> **What is asked**: Return every one of the following records verbatim, keeping each line unchanged and in its original order.

## begin

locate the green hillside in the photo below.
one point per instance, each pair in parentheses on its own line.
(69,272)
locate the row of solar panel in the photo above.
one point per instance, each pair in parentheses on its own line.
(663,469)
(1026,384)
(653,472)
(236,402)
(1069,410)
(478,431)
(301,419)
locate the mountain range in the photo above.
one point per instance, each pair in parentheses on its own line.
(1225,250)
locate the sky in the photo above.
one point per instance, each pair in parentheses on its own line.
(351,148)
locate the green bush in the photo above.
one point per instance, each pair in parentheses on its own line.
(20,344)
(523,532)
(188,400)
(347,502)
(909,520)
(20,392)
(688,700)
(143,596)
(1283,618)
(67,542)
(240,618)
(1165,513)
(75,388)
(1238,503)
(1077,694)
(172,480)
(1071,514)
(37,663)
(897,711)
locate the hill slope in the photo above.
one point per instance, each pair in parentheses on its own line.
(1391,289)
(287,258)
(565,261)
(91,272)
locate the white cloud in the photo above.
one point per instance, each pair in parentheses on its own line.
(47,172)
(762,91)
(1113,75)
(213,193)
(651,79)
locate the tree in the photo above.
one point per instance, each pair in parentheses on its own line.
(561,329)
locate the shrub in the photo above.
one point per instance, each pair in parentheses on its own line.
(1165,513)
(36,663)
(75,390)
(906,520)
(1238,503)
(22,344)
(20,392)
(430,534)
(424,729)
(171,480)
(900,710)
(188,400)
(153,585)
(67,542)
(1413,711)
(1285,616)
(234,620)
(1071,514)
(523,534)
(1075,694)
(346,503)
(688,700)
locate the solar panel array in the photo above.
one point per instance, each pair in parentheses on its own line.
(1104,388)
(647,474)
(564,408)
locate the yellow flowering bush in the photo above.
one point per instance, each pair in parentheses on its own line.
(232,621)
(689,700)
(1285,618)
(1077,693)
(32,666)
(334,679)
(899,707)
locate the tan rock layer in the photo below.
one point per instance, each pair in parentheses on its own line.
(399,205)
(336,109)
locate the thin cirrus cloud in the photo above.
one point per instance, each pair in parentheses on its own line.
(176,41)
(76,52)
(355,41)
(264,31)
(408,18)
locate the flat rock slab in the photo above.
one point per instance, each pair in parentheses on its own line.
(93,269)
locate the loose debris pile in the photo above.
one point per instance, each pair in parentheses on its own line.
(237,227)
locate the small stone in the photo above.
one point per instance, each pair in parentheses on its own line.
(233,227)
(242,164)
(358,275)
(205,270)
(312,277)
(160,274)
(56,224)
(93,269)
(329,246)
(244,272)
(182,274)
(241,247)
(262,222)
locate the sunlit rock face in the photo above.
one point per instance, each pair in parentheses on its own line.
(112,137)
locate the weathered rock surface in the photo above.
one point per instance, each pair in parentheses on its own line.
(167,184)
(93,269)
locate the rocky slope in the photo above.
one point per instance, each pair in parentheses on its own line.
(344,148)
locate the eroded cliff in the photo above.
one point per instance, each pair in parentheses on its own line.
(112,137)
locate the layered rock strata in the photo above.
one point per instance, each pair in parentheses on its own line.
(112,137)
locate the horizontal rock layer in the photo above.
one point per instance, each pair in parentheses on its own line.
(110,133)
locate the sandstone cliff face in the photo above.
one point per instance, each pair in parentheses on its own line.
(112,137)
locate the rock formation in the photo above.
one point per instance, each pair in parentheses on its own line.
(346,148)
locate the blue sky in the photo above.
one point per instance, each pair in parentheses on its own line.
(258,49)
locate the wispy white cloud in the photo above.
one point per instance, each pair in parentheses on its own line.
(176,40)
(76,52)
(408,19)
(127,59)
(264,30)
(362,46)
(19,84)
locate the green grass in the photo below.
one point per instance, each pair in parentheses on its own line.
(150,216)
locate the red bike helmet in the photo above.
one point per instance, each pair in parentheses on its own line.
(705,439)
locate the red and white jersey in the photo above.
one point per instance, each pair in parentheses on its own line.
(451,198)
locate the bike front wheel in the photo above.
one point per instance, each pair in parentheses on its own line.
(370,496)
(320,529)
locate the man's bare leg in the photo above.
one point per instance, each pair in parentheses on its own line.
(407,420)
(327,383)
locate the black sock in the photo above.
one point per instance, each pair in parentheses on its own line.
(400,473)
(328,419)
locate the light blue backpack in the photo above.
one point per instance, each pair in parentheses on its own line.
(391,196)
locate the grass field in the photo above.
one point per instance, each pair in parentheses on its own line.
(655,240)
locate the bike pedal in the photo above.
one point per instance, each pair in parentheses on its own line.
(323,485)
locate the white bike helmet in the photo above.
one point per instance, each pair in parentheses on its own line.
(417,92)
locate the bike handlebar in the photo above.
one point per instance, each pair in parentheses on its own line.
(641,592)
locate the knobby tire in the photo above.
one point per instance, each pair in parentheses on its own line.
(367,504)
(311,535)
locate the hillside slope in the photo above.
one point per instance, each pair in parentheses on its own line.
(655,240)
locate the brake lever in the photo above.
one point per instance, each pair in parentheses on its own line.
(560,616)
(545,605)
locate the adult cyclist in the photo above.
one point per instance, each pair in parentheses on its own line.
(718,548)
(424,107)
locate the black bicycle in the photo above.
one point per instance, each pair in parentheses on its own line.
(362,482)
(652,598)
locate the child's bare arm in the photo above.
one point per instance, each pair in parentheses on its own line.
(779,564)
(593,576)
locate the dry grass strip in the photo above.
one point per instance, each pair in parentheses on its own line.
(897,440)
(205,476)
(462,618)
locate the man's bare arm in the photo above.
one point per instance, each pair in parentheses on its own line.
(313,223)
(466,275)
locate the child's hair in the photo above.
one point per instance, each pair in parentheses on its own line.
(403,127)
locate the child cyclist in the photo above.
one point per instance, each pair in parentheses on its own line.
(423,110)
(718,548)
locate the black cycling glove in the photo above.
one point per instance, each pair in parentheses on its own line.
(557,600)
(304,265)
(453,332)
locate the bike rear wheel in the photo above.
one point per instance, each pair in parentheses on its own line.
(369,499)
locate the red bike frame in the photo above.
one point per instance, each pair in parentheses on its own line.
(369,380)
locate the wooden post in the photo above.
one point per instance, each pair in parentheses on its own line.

## end

> **Output of the exercise**:
locate the green hillside in the photo below.
one point per instance, each pair in parentheses on its own line.
(69,272)
locate the row of solar panel in the photo above.
one point per instance, each pair in parentheses on its own line.
(663,469)
(1026,384)
(653,472)
(236,402)
(1069,410)
(478,431)
(301,419)
locate the mountain range in the photo above.
one point per instance, each pair in parentheses on its own line.
(1225,250)
locate the sky in the photo above.
one point per instance, each pair in parentheses on its own line.
(351,148)
locate the green bush in the photo above.
one point per instance, each pair in parentheses on its own line.
(20,344)
(523,532)
(188,400)
(347,502)
(909,520)
(20,392)
(688,700)
(143,596)
(1283,618)
(67,542)
(240,618)
(1165,513)
(75,388)
(1238,503)
(1077,694)
(172,480)
(1071,514)
(37,663)
(897,711)
locate the hill slope in the photo above.
one point per instance, each pair in parentheses on its own line.
(1391,289)
(287,258)
(565,261)
(91,272)
locate the white cloud in the photo above.
one point per instance, each pair in parentheses on its own line.
(47,172)
(762,91)
(1113,75)
(213,193)
(651,79)
locate the tree in the photo above.
one point per instance, each pair in parentheses on its own line.
(561,329)
locate the shrub in the photo above.
one point per instance, each pair in parentheses on its own line.
(1165,513)
(36,663)
(75,390)
(906,520)
(1238,503)
(22,344)
(20,392)
(430,534)
(424,729)
(171,480)
(900,710)
(188,400)
(153,585)
(67,542)
(1413,711)
(1285,616)
(234,620)
(1071,514)
(523,534)
(1075,694)
(346,503)
(688,700)
locate the solar panel array in the photo above.
one point per instance, each pair in parentheses on its own line.
(1104,388)
(647,474)
(564,408)
locate the yellow flowering bush in the photo above.
one point per instance, each pair in parentheses on its own line.
(232,621)
(689,700)
(1285,618)
(1077,693)
(32,666)
(334,679)
(899,707)
locate the tan rock layer in the photo below.
one point per instance, each pair in parentheses on its own line.
(399,205)
(336,109)
locate the thin cirrus cloud in the photo above.
one point per instance, each pair in parentheses on its own line.
(176,41)
(76,52)
(355,41)
(264,31)
(408,18)
locate the flat rock slab in the photo above.
one point per instance, each pair in parentheses on its own line.
(93,269)
locate the loose debris pile in the photo above.
one point per instance, each pair in parentheses on its own line.
(237,227)
locate the small stone in the photo above.
one point per instance, each pair in parentheses on its own line.
(233,227)
(242,164)
(358,275)
(205,270)
(312,277)
(160,274)
(56,224)
(93,269)
(329,246)
(244,272)
(182,274)
(241,247)
(262,222)
locate the sunlit rock face in the photo above.
one point per instance, each pair in parentheses on its own line.
(112,137)
locate the weathered rock surface in the photo above.
one point per instance, each pair in parentheses on its own line.
(167,184)
(93,269)
locate the rocky slope in the photo above.
one point per instance, each pair in parentheses on its own line.
(344,148)
locate the eroded cliff in the photo above.
one point per instance, each pair in parentheses on its own line.
(112,137)
locate the layered rock strata in the photo above.
one point per instance, each pair in parentheses on its own line.
(112,137)
locate the horizontal rock layer in the photo above.
one point per instance, each pair in parentheses on its own line.
(110,133)
locate the sandstone cliff face in the photo above.
one point per instance, each pair in parentheses on its own line.
(112,137)
locate the rock formation in the photo above.
one point per instance, each pair in parentheses on its own line.
(346,148)
locate the blue sky in the photo above.
one point per instance, each pair in parentheses on its own line.
(258,49)
locate the wispy white cloud in the photo above.
one point per instance, each pair in parentheses on its own line.
(176,40)
(76,52)
(408,19)
(127,59)
(264,30)
(362,46)
(19,84)
locate the green grass in the photo below.
one point per instance, each pair in parentheses on its own line.
(150,216)
locate the red bike helmet in the photo above.
one point per instance, each pair in parentheses on its own line.
(705,439)
locate the red and white jersey in the photo above.
one point per instance, each pair in parentheses on its own line.
(451,198)
locate the bike front wheel in the photo above.
one point per instance, each pair in parentheses on its own line.
(370,496)
(320,529)
locate the man's bare leg in the photo above.
one point per instance, each pair in parentheses on its own line.
(407,420)
(327,383)
locate the black sock in the photo above.
one point per instance, each pair in parentheses on its own line.
(400,473)
(328,419)
locate the light blue backpack in the photo above.
one point per instance, each pair in parentheses on its own line.
(391,196)
locate the grass field in the photo above.
one point per instance, each pair in parentheses on its own line.
(655,240)
locate the bike pedal in the photo above.
one point per instance, each pair in parentheses on its own line.
(323,485)
locate the white bike helmet in the photo above.
one point per instance, each pair in parentheses on its own line.
(417,92)
locate the bike handlebar in the photo above.
one point per instance, each pair in parentheses on its own line.
(641,592)
locate the knobby tire in the photo above.
one point per instance, each pair in parentheses on its own line.
(367,504)
(311,535)
locate the hillside slope in the photo above.
one point per instance, each pair in parentheses on its own line.
(655,240)
locate the brake lever in the photo above.
one point per instance, each pair in parentheses on its own line.
(560,616)
(545,605)
locate the adult cyclist in the photo above.
one point per instance, each pair in parentheses on its own line.
(718,548)
(424,107)
locate the black bicycle in the photo above.
one point per instance, each pair in parentheses on its own line.
(362,482)
(652,598)
locate the child's bare arm in the photo above.
one point per instance, each pair in parentheses on its own line.
(779,564)
(593,576)
locate the dry grass strip in the photo above.
one point per instance, each pair in parentheses on its own line.
(897,440)
(205,476)
(462,618)
locate the man's bare arm in the photo above.
one point per instance, each pair in parentheses on its own line.
(313,223)
(466,275)
locate the child's hair in the photo above.
one point per instance, each pair in parentheses on its own line.
(403,127)
locate the child cyclist in the photo above.
one point per instance, each pair in parentheses on its own line.
(423,110)
(718,548)
locate the black cycling glove in the photo above.
one point per instance, each pair in parentheses on its own line.
(557,600)
(304,265)
(453,332)
locate the bike rear wheel in the photo above.
one point per instance, each pair in parentheses on its own line.
(369,499)
locate the red bike frame in the photo above.
one point per instance, each pair in parentheses on its own line.
(369,380)
locate the wooden post in the photo above.
one point per instance, each pair in parentheses on its own line.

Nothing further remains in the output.